__Exercise objective__.
Copy all of the material below, reproducing every line without any change.

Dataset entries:
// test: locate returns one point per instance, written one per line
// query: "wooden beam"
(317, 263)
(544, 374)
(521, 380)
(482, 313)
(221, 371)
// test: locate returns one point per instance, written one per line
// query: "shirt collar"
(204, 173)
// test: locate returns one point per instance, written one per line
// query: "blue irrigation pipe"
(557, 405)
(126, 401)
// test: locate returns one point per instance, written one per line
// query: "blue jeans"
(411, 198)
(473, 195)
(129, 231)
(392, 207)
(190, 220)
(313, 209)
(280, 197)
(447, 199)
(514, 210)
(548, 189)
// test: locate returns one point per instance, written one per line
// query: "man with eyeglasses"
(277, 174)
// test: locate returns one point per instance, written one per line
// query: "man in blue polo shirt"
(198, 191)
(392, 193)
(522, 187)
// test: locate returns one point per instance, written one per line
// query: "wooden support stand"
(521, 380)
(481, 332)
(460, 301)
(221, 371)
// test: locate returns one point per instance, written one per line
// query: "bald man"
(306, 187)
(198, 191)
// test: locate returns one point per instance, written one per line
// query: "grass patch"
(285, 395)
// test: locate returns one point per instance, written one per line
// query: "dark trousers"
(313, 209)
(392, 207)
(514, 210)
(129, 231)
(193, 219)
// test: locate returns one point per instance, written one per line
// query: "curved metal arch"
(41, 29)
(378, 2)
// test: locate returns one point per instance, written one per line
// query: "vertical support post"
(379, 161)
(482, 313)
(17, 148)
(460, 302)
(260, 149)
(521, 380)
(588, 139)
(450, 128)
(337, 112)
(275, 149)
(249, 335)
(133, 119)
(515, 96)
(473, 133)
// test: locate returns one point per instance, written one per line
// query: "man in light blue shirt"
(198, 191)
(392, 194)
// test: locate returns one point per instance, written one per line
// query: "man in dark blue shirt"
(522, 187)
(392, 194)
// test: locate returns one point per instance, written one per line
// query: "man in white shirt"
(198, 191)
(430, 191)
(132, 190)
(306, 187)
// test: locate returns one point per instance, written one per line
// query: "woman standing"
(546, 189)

__Complete output__.
// test: locate returns one point per instance, written one per line
// query: "wooden beam"
(317, 263)
(544, 374)
(521, 380)
(482, 313)
(221, 371)
// test: locate returns one point per instance, written one per line
// query: "shirt collar"
(204, 173)
// test: locate returns one point per instance, written one per line
// query: "blue irrigation pipe"
(557, 405)
(126, 401)
// test: locate returns one point per instance, written one per line
// query: "blue jeans"
(411, 198)
(473, 195)
(129, 231)
(392, 207)
(190, 220)
(313, 209)
(280, 197)
(447, 199)
(514, 210)
(548, 189)
// test: locate returns one point per instance, written one per line
// query: "man with eyeglasses"
(277, 174)
// test: locate returns one point per instance, written one per line
// query: "man in blue polo shirt"
(198, 191)
(392, 193)
(522, 187)
// test: locate returns one point per instance, written one per line
// query: "wooden support stand"
(521, 380)
(481, 332)
(460, 301)
(221, 371)
// test: locate returns one point per instance, written one per line
// query: "bald man"
(306, 187)
(198, 191)
// test: locate returns one point per instance, written one per line
// query: "grass patch"
(285, 395)
// test: locate returns one point per instance, written one per line
// query: "dark trousers"
(313, 209)
(392, 207)
(514, 210)
(129, 231)
(193, 219)
// test: locate returns one point per instance, written one per line
// query: "curved metal arch"
(41, 29)
(378, 2)
// test: locate returns one point per instance, written one per line
// query: "vertical support post"
(379, 161)
(482, 313)
(17, 148)
(460, 302)
(260, 149)
(521, 380)
(588, 139)
(450, 128)
(337, 112)
(275, 149)
(249, 335)
(133, 119)
(515, 96)
(473, 133)
// test: locate returns one point per instance, written one per line
// query: "man in light blue shirt"
(198, 191)
(392, 194)
// test: locate returns one point per instance, written one per line
// query: "man in dark blue shirt"
(522, 187)
(392, 194)
// test: locate returns one point per instance, written one per line
// query: "man in white shirt"
(198, 191)
(430, 191)
(132, 190)
(306, 187)
// test: locate returns one point per instance, written one per line
// query: "woman standing"
(546, 189)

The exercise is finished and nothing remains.